Start of Block

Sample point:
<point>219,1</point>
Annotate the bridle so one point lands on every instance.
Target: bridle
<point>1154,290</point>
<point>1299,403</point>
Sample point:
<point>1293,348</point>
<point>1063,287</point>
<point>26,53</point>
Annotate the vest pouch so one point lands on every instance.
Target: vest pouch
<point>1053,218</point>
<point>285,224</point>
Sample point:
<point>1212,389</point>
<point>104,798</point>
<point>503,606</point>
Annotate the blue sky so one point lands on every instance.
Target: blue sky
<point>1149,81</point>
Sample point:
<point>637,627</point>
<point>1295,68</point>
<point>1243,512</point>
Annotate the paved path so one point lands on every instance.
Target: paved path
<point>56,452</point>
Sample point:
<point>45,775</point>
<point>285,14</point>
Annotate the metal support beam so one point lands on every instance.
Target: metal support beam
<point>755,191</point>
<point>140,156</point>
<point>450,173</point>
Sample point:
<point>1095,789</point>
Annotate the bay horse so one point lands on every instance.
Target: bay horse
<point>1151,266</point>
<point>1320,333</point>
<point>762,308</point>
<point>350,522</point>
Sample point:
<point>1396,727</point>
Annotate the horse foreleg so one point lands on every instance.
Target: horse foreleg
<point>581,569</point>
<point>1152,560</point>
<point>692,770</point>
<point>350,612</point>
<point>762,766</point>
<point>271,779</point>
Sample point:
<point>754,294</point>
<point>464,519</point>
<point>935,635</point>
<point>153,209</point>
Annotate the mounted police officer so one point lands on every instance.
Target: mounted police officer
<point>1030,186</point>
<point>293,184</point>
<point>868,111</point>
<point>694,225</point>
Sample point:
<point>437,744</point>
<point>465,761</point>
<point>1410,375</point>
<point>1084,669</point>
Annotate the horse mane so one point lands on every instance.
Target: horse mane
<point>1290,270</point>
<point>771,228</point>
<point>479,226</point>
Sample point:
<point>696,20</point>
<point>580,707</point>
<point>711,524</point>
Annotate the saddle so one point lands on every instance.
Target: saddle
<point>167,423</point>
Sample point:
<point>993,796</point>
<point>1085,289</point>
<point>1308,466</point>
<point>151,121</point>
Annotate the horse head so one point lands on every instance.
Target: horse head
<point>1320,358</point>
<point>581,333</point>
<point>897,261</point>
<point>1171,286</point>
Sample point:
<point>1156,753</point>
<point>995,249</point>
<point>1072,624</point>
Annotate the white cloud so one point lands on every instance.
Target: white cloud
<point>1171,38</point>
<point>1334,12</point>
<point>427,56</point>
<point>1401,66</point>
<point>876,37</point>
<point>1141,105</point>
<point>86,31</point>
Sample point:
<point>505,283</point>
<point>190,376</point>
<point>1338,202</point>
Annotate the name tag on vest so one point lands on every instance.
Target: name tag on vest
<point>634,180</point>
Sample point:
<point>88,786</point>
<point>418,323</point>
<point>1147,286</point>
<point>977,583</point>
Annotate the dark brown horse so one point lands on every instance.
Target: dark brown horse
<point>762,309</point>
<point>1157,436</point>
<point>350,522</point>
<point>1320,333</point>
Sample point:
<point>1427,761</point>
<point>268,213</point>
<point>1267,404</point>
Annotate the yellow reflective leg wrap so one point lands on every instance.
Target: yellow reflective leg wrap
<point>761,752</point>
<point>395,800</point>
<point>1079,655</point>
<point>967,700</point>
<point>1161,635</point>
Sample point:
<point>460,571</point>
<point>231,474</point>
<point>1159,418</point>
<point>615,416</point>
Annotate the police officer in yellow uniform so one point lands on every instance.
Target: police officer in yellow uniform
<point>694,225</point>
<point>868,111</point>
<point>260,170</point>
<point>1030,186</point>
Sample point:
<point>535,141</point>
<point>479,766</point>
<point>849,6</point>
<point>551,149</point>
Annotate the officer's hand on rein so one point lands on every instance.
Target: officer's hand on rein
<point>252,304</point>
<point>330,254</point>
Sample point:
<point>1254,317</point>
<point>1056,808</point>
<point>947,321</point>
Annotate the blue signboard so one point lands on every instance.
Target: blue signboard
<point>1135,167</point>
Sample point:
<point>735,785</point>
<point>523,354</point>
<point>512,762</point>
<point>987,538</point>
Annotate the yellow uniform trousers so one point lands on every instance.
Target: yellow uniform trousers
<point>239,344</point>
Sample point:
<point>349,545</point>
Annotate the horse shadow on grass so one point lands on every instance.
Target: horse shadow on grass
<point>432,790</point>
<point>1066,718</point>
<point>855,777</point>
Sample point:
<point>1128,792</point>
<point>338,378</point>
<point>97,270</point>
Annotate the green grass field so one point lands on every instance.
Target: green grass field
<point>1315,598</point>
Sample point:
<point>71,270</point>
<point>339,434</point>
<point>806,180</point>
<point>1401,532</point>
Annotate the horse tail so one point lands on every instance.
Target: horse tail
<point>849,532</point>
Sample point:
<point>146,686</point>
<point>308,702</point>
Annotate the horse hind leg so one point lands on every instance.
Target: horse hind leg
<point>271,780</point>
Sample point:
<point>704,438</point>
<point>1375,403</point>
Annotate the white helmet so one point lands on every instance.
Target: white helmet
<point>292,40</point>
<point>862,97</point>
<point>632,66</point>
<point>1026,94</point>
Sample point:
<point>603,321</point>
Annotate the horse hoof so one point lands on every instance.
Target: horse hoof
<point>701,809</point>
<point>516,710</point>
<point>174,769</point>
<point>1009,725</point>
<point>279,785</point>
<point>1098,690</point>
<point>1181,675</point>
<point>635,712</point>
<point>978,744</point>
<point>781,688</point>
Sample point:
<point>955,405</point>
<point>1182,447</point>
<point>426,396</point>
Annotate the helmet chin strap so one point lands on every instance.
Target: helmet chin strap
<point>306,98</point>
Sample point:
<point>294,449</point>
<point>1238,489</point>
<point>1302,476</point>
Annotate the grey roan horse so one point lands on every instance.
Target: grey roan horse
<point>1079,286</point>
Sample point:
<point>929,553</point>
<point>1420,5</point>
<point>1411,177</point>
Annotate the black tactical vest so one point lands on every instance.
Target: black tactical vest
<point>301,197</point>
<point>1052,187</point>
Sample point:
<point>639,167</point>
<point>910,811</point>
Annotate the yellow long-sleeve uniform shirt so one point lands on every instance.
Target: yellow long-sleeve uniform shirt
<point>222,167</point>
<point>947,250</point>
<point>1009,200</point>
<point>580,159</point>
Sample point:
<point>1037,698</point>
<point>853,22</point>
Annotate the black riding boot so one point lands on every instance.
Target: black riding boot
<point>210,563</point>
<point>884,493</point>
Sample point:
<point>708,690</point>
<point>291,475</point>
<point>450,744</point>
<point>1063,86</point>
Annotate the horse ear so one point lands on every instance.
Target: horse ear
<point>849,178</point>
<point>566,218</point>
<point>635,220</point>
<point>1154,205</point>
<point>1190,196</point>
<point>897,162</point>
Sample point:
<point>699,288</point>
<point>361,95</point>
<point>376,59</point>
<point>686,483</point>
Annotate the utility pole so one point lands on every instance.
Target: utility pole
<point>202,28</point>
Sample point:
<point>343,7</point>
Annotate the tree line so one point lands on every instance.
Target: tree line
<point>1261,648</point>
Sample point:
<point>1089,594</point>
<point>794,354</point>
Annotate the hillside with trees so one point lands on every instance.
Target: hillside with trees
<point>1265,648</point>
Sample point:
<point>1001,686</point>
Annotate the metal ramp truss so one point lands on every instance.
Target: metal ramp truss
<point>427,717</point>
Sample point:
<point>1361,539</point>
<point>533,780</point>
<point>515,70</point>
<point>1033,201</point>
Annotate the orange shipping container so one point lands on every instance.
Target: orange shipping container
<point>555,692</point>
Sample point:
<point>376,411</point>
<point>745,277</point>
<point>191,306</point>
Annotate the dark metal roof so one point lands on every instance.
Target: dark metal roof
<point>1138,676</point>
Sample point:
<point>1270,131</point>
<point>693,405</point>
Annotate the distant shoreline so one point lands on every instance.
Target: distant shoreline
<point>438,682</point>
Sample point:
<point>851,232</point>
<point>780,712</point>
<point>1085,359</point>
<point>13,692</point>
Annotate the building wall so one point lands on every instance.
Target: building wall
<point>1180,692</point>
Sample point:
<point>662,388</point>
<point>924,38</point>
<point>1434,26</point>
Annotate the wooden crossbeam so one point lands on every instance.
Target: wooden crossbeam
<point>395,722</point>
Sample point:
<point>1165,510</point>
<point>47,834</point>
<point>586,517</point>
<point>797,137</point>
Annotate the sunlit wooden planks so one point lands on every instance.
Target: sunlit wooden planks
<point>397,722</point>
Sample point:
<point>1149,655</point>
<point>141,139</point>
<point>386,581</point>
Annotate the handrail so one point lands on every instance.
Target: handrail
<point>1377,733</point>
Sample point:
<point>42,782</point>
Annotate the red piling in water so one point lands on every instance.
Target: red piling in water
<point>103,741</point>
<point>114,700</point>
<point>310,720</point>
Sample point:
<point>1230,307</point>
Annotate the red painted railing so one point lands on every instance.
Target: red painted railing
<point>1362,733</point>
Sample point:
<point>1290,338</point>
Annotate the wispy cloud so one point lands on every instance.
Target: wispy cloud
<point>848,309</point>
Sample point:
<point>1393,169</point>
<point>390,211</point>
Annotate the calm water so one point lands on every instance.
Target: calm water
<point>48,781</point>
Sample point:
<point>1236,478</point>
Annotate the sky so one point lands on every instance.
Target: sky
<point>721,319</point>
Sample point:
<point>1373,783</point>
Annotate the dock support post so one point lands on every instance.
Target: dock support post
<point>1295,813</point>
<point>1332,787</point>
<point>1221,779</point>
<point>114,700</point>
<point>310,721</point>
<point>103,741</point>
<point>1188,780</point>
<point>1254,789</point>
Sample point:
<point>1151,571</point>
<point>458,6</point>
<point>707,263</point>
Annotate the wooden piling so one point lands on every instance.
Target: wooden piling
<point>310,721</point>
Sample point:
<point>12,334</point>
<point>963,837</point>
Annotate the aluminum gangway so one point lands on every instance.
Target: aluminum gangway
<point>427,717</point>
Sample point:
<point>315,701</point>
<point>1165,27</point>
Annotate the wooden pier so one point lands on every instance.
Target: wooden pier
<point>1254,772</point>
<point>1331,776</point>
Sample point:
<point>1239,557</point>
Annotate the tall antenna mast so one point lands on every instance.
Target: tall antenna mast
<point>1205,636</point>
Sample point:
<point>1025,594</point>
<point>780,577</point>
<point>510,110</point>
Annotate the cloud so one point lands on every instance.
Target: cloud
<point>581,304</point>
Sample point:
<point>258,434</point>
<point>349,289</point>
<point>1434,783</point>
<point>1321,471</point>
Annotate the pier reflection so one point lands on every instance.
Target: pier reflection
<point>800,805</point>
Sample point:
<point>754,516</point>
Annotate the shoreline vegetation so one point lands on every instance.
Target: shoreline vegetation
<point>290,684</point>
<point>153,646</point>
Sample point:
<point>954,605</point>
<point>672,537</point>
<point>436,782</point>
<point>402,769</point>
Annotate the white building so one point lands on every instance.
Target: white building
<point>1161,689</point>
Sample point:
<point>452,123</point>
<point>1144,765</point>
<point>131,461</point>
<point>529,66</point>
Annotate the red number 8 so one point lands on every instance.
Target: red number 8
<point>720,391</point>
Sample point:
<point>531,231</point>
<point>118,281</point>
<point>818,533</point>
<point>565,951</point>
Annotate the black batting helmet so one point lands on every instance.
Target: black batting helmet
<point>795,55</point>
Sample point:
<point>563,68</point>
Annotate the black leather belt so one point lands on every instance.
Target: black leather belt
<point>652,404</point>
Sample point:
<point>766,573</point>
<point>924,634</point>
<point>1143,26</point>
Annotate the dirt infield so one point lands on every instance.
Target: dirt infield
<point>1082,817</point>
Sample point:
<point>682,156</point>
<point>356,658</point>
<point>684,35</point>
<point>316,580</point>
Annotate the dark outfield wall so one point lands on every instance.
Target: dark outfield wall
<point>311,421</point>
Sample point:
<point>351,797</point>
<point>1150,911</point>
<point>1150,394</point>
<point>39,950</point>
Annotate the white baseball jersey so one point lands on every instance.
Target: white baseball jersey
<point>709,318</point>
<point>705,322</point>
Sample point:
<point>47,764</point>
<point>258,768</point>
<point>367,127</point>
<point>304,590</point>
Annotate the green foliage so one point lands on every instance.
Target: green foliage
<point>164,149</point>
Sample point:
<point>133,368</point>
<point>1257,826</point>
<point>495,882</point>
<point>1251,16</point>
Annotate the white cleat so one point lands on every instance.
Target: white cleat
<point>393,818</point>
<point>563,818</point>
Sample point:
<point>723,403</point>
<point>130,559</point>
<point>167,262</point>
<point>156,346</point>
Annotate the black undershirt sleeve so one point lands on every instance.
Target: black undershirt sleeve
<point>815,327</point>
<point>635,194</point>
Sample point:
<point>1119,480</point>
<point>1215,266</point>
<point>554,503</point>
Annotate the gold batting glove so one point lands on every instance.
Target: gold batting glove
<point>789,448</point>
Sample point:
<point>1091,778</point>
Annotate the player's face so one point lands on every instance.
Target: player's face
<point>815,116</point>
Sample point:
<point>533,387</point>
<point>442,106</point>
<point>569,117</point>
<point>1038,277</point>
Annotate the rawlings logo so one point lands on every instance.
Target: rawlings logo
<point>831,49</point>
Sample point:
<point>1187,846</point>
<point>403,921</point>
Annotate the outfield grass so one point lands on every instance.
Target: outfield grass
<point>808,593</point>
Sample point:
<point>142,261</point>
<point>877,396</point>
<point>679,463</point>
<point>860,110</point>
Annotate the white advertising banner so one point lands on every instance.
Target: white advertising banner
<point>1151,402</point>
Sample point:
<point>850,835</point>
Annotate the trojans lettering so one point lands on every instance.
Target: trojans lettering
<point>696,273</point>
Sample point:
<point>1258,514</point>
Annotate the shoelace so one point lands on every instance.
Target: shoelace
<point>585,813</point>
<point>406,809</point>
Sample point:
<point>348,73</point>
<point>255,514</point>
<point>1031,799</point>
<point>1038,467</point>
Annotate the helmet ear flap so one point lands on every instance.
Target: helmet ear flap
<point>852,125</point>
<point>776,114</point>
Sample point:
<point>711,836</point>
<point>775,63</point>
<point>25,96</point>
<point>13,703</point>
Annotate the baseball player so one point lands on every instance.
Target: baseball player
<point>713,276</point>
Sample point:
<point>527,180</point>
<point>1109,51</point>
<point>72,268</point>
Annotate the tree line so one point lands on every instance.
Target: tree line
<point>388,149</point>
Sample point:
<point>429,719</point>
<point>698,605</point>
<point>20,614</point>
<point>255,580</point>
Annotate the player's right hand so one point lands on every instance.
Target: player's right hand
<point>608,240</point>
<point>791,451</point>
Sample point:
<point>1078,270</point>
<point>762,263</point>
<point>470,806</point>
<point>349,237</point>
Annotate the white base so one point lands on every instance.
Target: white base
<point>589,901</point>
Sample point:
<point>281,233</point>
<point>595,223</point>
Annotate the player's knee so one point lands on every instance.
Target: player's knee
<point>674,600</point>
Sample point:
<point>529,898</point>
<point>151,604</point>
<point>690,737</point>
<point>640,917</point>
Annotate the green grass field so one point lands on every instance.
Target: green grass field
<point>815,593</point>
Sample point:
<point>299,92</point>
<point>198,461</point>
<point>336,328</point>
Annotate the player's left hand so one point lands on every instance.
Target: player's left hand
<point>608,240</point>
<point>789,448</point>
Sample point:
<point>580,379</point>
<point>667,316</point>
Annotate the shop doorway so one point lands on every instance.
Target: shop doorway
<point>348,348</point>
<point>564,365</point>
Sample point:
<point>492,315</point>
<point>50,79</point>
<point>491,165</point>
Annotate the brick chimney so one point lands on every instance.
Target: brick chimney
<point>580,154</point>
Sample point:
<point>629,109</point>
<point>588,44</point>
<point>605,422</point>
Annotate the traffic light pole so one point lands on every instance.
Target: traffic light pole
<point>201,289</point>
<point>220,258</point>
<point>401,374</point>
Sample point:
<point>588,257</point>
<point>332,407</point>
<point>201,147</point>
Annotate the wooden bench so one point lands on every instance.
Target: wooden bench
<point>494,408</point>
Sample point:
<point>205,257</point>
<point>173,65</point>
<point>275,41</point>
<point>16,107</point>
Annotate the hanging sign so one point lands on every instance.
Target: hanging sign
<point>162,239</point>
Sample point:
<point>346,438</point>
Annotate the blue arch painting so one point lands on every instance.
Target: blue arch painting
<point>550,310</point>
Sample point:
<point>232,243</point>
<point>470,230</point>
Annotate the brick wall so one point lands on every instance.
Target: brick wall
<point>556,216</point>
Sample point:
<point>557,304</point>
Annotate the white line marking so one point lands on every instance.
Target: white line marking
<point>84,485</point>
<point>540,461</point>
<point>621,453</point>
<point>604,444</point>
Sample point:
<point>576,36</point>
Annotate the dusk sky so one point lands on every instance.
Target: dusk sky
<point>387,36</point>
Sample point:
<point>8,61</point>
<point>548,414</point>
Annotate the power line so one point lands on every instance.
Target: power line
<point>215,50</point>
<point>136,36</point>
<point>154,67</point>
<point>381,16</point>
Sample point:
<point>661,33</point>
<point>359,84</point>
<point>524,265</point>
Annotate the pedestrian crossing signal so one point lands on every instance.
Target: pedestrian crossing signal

End of Block

PROBLEM ::
After locating the line holding "Annotate the rawlings" above, output exactly that line and every line after it through the line holding "<point>762,263</point>". Include nothing else.

RESPONSE TO THE EXERCISE ::
Annotate the rawlings logo so one point lands on every instance.
Target: rawlings logo
<point>831,49</point>
Sample point:
<point>1187,846</point>
<point>403,921</point>
Annotate the outfield grass so one point lands on every instance.
Target: outfield grass
<point>808,593</point>
Sample point:
<point>142,261</point>
<point>877,396</point>
<point>679,463</point>
<point>860,110</point>
Annotate the white advertising banner so one point lands on every instance.
Target: white advertising banner
<point>1151,402</point>
Sample point:
<point>850,835</point>
Annotate the trojans lettering so one point lands on every instance.
Target: trojans lettering
<point>696,273</point>
Sample point:
<point>1258,514</point>
Annotate the shoelace so one point lands on every instance.
Target: shoelace
<point>585,813</point>
<point>406,809</point>
Sample point:
<point>348,73</point>
<point>255,514</point>
<point>1031,799</point>
<point>1038,467</point>
Annotate the helmet ear flap so one point lands on every instance.
Target: helmet ear flap
<point>852,125</point>
<point>776,114</point>
Sample point:
<point>711,836</point>
<point>775,63</point>
<point>25,96</point>
<point>13,703</point>
Annotate the baseball player so one point lands on every instance.
Target: baseball player
<point>713,276</point>
Sample point:
<point>527,180</point>
<point>1109,51</point>
<point>72,268</point>
Annotate the tree line so one point lands on every instance.
Target: tree line
<point>388,149</point>
Sample point:
<point>429,719</point>
<point>698,605</point>
<point>20,614</point>
<point>255,580</point>
Annotate the player's right hand so one point lands on every instance.
Target: player's right hand
<point>608,240</point>
<point>791,451</point>
Sample point:
<point>1078,270</point>
<point>762,263</point>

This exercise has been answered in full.